Kaynak -
Koronavirüsün en fazla olumsuz etkilediği ve can kaybına yol açtığı kesimin yaşlılar olduğu biliniyor.
Bu durum gençlerin daha rahat hareket etmesine yol açıyor.
Hatta “Korona Partisi” düzenleyip eğlenen gençlere dair haberlere bile şahit olduk maalesef.
Hâlbuki bu salgın nedeniyle yaşanan ve giderek boyutları büyüyen krizin en büyük kaybedeni gençler olacak.
“Korona Kuşağı” gençleri iş hayatına başlama şartları açısından belki de İkinci Dünya Savaşı’ndan beri en dezavantajlı kuşağı oluşturacaklar.
Kuşkusuz bu, ülkeden ülkeye değişiklik gösterecektir. Krizi yönetmekte daha başarılı olan ülkelerdeki gençler, bu konuda yetersiz kalan ülkelerdeki yaşıtlarına göre daha avantajlı olacaklardır.
Ancak krizin dünya ekonomisine vurduğu ve bundan sonraki süreçte vuracağı darbe en fazla gençleri etkileyecek.
ABD, Fransa, İtalya ve İspanya gibi ülkelerden gelen haberler, şimdiden milyonlarca kişinin işini kaybettiğini ve işsizlik başvurularının rekor seviyelere ulaştığını gösteriyor.
Bu dönemde finansal darbe yiyen şirketlerin toparlanıp yeniden işçi alımına başlamalarının ne kadar zaman alacağını ise krizin ne kadar süreceği belirleyecek.
Sadece krizin eğitim süreçlerine vurduğu darbe bile “Korona Kuşağı” gençlerini kendinden önceki kuşaklara göre dezavantajlı kılıyor.

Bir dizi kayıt
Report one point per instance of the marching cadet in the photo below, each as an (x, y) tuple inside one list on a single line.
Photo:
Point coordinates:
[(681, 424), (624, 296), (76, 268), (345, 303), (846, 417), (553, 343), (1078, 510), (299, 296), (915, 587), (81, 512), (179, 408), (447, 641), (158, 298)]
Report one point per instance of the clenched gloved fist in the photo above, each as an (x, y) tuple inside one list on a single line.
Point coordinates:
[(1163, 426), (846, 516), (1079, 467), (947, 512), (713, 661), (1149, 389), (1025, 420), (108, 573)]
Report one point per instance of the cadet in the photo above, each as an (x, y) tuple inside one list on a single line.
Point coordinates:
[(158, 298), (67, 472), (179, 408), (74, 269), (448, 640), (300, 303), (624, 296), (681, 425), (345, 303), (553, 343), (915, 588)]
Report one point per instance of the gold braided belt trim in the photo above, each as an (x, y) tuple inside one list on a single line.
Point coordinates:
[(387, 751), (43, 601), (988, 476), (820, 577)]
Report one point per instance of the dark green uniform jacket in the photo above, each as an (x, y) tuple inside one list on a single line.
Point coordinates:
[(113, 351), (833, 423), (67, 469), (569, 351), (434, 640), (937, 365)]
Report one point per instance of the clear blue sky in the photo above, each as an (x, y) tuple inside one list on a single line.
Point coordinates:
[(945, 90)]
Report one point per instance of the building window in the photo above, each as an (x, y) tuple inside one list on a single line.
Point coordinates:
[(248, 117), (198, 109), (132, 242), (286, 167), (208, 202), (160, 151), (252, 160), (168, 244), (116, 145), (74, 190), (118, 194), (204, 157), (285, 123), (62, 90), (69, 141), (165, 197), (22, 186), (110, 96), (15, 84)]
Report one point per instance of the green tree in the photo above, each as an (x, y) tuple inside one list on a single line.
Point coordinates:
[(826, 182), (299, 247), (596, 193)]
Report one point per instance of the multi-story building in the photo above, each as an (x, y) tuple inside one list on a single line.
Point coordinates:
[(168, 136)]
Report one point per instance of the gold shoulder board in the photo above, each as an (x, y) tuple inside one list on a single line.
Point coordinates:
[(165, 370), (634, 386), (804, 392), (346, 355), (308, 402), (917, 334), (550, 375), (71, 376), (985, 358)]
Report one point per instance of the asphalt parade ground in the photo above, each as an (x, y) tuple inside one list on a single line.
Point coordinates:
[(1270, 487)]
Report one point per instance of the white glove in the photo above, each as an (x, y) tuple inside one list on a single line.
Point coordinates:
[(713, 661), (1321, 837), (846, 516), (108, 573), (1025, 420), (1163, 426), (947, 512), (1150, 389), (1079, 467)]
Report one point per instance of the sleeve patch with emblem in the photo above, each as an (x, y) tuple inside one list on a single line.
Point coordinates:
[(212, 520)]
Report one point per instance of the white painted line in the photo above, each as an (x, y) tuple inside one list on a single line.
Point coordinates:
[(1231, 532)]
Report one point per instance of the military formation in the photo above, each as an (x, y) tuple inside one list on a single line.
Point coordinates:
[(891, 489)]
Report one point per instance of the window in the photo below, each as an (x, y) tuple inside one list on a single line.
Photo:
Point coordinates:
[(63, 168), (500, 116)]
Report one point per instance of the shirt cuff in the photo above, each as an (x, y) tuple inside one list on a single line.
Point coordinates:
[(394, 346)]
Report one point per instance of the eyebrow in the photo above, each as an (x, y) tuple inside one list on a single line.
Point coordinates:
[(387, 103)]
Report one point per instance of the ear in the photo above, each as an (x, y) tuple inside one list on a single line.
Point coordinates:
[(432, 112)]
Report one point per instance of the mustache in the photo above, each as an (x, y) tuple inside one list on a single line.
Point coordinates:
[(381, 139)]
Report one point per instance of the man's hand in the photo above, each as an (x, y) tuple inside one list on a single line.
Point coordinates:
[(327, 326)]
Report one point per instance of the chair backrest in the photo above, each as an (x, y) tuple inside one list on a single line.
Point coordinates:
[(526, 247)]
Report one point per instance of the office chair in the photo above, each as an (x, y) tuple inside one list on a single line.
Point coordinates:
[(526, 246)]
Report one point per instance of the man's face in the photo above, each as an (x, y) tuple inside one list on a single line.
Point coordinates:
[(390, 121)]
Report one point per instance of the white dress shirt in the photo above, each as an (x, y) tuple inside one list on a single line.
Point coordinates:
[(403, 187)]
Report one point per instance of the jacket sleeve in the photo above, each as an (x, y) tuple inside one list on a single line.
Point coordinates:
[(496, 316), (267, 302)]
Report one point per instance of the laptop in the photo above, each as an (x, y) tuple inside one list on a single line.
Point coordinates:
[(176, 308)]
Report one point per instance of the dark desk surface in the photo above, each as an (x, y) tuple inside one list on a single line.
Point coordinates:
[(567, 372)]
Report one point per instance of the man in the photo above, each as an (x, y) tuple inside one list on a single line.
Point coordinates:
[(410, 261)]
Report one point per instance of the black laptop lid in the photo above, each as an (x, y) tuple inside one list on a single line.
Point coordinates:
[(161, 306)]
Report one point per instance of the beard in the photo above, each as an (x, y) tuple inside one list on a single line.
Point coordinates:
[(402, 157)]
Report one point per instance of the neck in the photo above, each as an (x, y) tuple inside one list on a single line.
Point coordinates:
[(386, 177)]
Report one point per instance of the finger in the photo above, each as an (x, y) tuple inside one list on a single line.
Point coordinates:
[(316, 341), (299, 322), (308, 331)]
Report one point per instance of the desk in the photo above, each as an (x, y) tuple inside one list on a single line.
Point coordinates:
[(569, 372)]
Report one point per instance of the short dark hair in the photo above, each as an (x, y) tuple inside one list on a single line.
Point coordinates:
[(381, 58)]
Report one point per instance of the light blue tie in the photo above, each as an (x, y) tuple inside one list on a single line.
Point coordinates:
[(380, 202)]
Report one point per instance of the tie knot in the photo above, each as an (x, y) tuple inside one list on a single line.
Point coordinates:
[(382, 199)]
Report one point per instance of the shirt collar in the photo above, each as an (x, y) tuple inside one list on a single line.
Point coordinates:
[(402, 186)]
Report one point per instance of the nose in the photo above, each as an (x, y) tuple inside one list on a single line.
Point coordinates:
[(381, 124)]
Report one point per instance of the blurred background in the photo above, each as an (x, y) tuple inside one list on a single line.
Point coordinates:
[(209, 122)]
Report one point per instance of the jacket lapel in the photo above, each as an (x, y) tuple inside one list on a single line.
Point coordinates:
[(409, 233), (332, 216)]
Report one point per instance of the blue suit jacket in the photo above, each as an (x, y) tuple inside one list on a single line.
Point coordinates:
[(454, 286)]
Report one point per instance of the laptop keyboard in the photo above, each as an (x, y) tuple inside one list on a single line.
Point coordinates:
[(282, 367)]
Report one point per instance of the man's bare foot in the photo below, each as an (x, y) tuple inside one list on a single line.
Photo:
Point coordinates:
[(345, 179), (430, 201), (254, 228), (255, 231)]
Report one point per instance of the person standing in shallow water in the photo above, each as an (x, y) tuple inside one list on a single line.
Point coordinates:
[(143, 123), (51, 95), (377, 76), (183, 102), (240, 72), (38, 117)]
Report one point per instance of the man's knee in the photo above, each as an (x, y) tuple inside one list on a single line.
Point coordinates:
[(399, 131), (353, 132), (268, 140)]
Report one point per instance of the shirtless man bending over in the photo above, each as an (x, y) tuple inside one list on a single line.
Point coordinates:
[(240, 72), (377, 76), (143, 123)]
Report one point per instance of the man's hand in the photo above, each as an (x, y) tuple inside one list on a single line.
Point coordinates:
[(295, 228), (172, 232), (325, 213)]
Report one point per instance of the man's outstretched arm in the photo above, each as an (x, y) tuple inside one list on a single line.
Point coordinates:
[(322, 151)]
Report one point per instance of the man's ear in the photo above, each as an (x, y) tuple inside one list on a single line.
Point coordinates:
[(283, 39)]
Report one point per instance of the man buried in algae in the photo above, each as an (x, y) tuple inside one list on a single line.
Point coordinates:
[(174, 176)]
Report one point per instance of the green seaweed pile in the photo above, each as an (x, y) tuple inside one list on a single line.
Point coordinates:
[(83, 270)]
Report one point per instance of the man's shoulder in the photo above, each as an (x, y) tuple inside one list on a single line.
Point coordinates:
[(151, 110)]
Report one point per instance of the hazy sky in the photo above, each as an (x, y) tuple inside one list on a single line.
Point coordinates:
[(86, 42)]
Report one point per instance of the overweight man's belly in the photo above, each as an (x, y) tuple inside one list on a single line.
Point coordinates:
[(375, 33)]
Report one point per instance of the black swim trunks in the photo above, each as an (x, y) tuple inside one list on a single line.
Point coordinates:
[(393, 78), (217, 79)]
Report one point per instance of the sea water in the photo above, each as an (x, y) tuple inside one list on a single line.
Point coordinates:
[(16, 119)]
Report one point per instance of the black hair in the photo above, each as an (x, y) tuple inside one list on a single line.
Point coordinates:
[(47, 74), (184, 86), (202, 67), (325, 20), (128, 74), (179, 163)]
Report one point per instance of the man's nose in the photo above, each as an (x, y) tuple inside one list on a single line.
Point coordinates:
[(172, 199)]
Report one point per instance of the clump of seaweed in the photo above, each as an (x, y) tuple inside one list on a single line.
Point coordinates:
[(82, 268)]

Yapılacak işler -
1 > Korona Kuşağı yazısına göre, iş hayatına başlama şartları açısından “Korona Kuşağı” gençleri hangi zamandan beri en dezavantajlı kuşak olabilir?
2 > Korona Kuşağı yazısından “Bu durum gençlerin” sözleriyle başlayıp “dezavantajlı kuşağı oluşturacaklar.” sözleriyle biten bölümü aynen çıkarın.

Çözümlü cevaplar -
1 > İkinci Dünya Savaşı’ndan beri.

2 >
Bu durum gençlerin daha rahat hareket etmesine yol açıyor.
Hatta “Korona Partisi” düzenleyip eğlenen gençlere dair haberlere bile şahit olduk maalesef.
Hâlbuki bu salgın nedeniyle yaşanan ve giderek boyutları büyüyen krizin en büyük kaybedeni gençler olacak.
“Korona Kuşağı” gençleri iş hayatına başlama şartları açısından belki de İkinci Dünya Savaşı’ndan beri en dezavantajlı kuşağı oluşturacaklar.